Begin

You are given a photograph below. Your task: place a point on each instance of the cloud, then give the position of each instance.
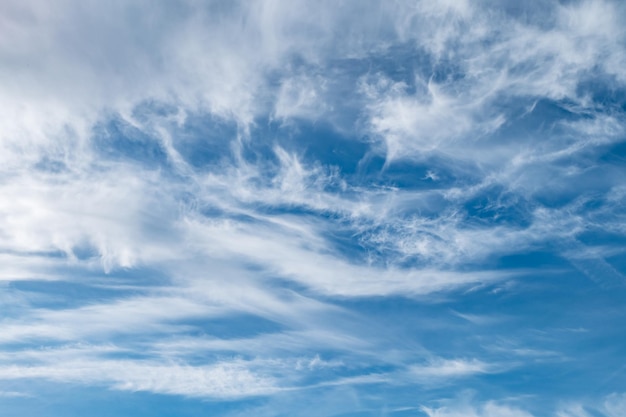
(224, 200)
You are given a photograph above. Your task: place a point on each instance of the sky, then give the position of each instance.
(312, 208)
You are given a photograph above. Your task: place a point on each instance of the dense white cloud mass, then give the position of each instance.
(379, 204)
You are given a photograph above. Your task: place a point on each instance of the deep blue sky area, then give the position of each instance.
(313, 208)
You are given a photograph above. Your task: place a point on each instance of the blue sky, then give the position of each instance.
(281, 208)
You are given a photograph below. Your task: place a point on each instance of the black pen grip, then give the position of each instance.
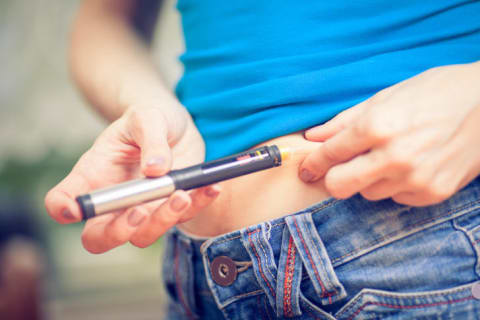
(226, 168)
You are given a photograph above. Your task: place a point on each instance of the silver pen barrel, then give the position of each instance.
(125, 195)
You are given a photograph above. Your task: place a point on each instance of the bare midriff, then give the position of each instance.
(260, 196)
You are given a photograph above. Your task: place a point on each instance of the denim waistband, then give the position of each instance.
(318, 239)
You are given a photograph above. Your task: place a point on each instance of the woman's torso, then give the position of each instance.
(259, 71)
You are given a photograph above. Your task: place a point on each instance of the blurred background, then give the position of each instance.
(45, 125)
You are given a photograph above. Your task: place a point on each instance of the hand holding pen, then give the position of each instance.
(143, 142)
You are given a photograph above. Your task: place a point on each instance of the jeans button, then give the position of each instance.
(223, 270)
(476, 290)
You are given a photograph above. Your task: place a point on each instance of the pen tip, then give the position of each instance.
(285, 153)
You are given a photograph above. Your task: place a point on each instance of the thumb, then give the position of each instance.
(156, 156)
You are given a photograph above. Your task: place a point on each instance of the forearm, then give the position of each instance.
(110, 63)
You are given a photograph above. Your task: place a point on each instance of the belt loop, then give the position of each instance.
(315, 258)
(264, 266)
(288, 278)
(184, 274)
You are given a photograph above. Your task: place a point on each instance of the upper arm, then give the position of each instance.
(140, 14)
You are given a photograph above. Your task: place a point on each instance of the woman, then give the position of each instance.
(274, 243)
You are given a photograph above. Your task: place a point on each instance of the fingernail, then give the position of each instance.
(306, 175)
(135, 218)
(178, 204)
(212, 191)
(68, 215)
(156, 162)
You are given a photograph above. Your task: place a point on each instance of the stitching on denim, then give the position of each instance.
(261, 311)
(322, 265)
(392, 306)
(324, 291)
(178, 286)
(471, 241)
(264, 254)
(287, 284)
(410, 226)
(399, 296)
(251, 293)
(311, 311)
(258, 259)
(266, 308)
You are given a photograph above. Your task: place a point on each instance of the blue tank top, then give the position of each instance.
(259, 69)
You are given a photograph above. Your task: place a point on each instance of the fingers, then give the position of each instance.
(112, 230)
(338, 123)
(143, 225)
(340, 148)
(179, 208)
(151, 135)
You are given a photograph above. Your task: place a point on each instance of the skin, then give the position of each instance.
(416, 142)
(406, 142)
(150, 128)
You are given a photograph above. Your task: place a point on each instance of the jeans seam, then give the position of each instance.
(265, 255)
(287, 285)
(416, 306)
(324, 291)
(396, 296)
(410, 226)
(259, 262)
(471, 241)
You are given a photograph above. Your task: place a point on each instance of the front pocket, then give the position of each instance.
(454, 303)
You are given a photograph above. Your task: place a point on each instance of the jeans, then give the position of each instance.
(338, 259)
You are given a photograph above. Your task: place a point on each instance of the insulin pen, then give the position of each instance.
(143, 190)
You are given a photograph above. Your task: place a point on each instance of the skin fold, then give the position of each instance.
(417, 142)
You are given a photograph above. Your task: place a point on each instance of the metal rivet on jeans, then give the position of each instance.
(223, 270)
(476, 290)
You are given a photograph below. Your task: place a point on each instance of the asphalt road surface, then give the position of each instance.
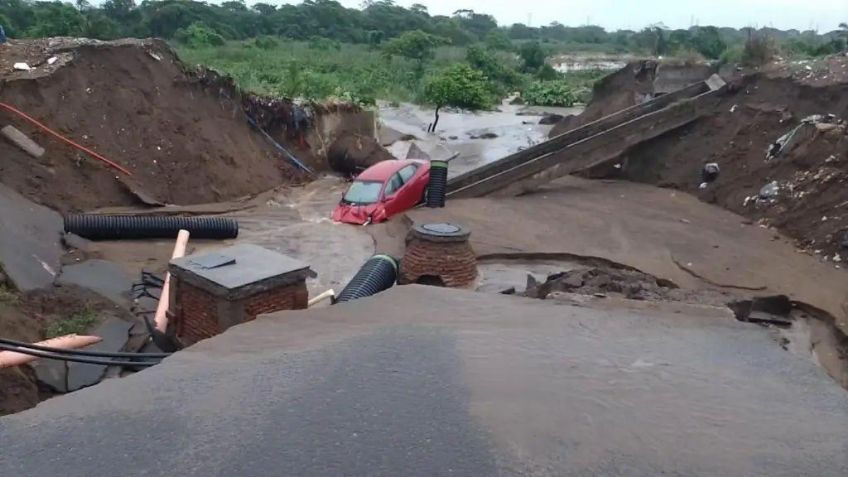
(432, 382)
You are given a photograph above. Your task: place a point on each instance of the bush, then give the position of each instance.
(503, 79)
(77, 323)
(533, 56)
(266, 42)
(550, 93)
(199, 35)
(759, 50)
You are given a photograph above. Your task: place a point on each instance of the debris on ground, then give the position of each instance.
(550, 119)
(181, 135)
(808, 171)
(351, 154)
(709, 174)
(619, 282)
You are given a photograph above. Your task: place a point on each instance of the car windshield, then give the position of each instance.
(362, 192)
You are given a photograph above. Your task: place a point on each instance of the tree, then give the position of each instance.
(459, 86)
(415, 45)
(533, 56)
(707, 41)
(498, 40)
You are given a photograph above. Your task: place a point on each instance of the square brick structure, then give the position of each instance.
(214, 291)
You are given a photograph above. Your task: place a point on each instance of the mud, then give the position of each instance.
(812, 203)
(351, 154)
(26, 318)
(517, 127)
(184, 140)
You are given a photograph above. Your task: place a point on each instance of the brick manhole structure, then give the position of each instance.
(214, 291)
(439, 254)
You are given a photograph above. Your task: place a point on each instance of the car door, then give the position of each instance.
(391, 194)
(407, 196)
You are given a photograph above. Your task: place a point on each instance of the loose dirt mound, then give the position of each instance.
(353, 153)
(184, 139)
(811, 203)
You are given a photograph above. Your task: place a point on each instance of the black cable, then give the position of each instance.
(75, 359)
(100, 354)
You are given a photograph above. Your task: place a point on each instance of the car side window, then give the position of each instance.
(395, 183)
(407, 172)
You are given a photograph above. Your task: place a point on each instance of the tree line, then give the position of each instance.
(378, 21)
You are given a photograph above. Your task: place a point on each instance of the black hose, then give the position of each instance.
(75, 359)
(81, 352)
(377, 274)
(117, 227)
(438, 186)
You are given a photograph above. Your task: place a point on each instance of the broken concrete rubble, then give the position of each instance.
(22, 141)
(64, 377)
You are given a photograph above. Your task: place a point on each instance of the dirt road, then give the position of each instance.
(662, 232)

End

WHAT THIS TASK INVOLVES
Rewrite all the lines above with "photograph" replaced by "image" everywhere, changing nothing else, and omit the pictures.

REPLY TO THE EXERCISE
You are given a image below. Your task: place a point on each instance of the cloud, then give the position of each instance.
(224, 200)
You are given a image above. Your task: place a point on each instance of the sky, then give the position of each instance.
(312, 208)
You are given a image above. Your task: place a point on each instance of the dense white cloud mass, then give the position of each instance.
(379, 204)
You are given a image above. Your task: place a point on each instance of the deep blue sky area, then give the position of each instance.
(313, 208)
You are given a image above. Your task: place a point on each instance of the blue sky, then give the position of each instance.
(281, 208)
You are given a image below. Your task: place a point on each instance of the black pen grip, then give the position of each instance.
(226, 168)
You are given a image above. Your task: place a point on each instance of the silver pen barrel, then give the position of each instance.
(125, 195)
You are given a image above. Your task: place a point on each instance of the bare midriff, then give the position of each instance.
(260, 196)
You are given a image above. Your task: place a point on each instance of the denim waistband, then give the position of each instance.
(318, 239)
You are given a image above. Your task: place a point on each instance of the woman's torso, then give the position of each instance.
(259, 71)
You are given a image above. Your task: place a point on each instance of the blurred background, then give the position of each instance.
(45, 125)
You are given a image above. Your task: place a point on each instance of the hand holding pen, then give the position of each instance.
(143, 142)
You are given a image above. Your task: place a point on each instance of the jeans button, then give the position of each instance.
(223, 270)
(476, 290)
You are given a image above. Your task: place a point on each instance of the pen tip, then give the position of each instance.
(285, 153)
You are given a image above. Your task: place a point on each instance of the thumb, then give the position of each instance.
(156, 156)
You are given a image above. Your task: place a point on each instance of the forearm, then give the position of each instance.
(110, 63)
You are given a image above. Your task: place a point on each instance of the belt loop, then give the position of each instance.
(315, 258)
(264, 266)
(288, 278)
(184, 274)
You are given a image above. Your task: place a point on each instance of the upper arm, then give the position of each instance.
(140, 14)
You are given a image above. Your task: place a point on each instance of the woman, then give the position of each instance.
(274, 243)
You are given a image above. Your task: place a point on each instance of the fingernail, then give the position of each instance.
(306, 175)
(135, 218)
(178, 204)
(212, 191)
(68, 215)
(156, 162)
You are given a image above. Your task: place a point on each instance of the stitching on denim, then give the position of each instance.
(261, 311)
(322, 265)
(392, 306)
(324, 291)
(178, 286)
(471, 241)
(264, 254)
(287, 284)
(410, 226)
(399, 296)
(251, 293)
(311, 311)
(258, 259)
(266, 308)
You are given a image above. Your task: place a point on each instance of the blue tank top, then give the position of each instance.
(259, 69)
You are given a image above. Your task: place a point on each instance of the fingers, then give the position of each instance.
(112, 230)
(338, 123)
(143, 225)
(340, 148)
(179, 208)
(151, 135)
You are given a image above. Your task: place a point on each instance of the skin, then give the position of each instance.
(416, 142)
(406, 142)
(150, 128)
You are given a image above. Your task: place a point on each instance of the jeans seam, then give the position of each instance.
(265, 255)
(287, 285)
(416, 306)
(324, 291)
(396, 296)
(410, 226)
(259, 262)
(471, 241)
You are given a image above. Your task: place a point on each instance of the front pocket, then give the position of each instance.
(454, 303)
You are given a image above. Your task: place a point on each instance of the jeans, then give the position of each instance.
(338, 259)
You are given a image above. Your task: place a point on each instance of the insulin pen, then give the position of each instance.
(143, 190)
You are given a image above. Your task: place a point on each instance of the skin fold, then give the position of each instance.
(417, 142)
You are given a image above. Your task: place a point on each instance of the metal rivet on jeans, then give the position of each instance.
(223, 270)
(476, 290)
You are given a image below. Your task: place a point on each instance of the asphalt road surface, then give the position of each instance.
(432, 382)
You are given a image above. Your task: place a point on each instance of the bush, then give the position of each instance.
(503, 79)
(77, 323)
(533, 56)
(266, 42)
(550, 93)
(199, 35)
(759, 50)
You are given a image above. Your task: place a point on each instance of the debris on ground, then give the position of each instance.
(550, 119)
(181, 135)
(808, 171)
(351, 154)
(709, 174)
(619, 282)
You are given a image above. Your task: place a point on each instance of the car windshield, then give the position of each instance.
(362, 192)
You are given a image above. Your task: place a point on each instance of the tree, then give the position of each instance.
(459, 86)
(415, 45)
(533, 56)
(707, 41)
(498, 40)
You are given a image above. Your task: place a point on each instance of the square brick structure, then give the position of each instance.
(214, 291)
You are given a image above. Your task: place a point on each instance of the mud, then give the position of each instance.
(812, 203)
(351, 154)
(26, 318)
(517, 127)
(184, 140)
You are given a image above. Your task: place a point on each instance of the brick manhole structure, then give the position of each instance.
(214, 291)
(439, 254)
You are given a image above. Your task: place a point on each instance of the car door, then give the position of each instance.
(391, 194)
(407, 196)
You are given a image above. Your task: place a point on each instance of the loose dirt mound, then give the position of each instance.
(353, 153)
(184, 139)
(811, 203)
You are given a image above. Your task: place a point on each instance of the black cable, then give the position of each instance.
(75, 359)
(100, 354)
You are given a image above. Your task: place a point on each instance of the car side window, then give the position of each instance.
(395, 183)
(407, 172)
You are given a image above. Your task: place a point on each instance of the tree line, then give the position of each instance.
(378, 21)
You are given a image above. Your task: place a point on each instance of the black hose, then give the position of each instance.
(75, 359)
(81, 352)
(377, 274)
(117, 227)
(438, 186)
You are given a image above. Your task: place a point on each instance of the broken concrete rubble, then give the position of each instance.
(22, 141)
(64, 377)
You are given a image above. Your task: place a point on each instance of the dirt road, then give the position of each instance.
(662, 232)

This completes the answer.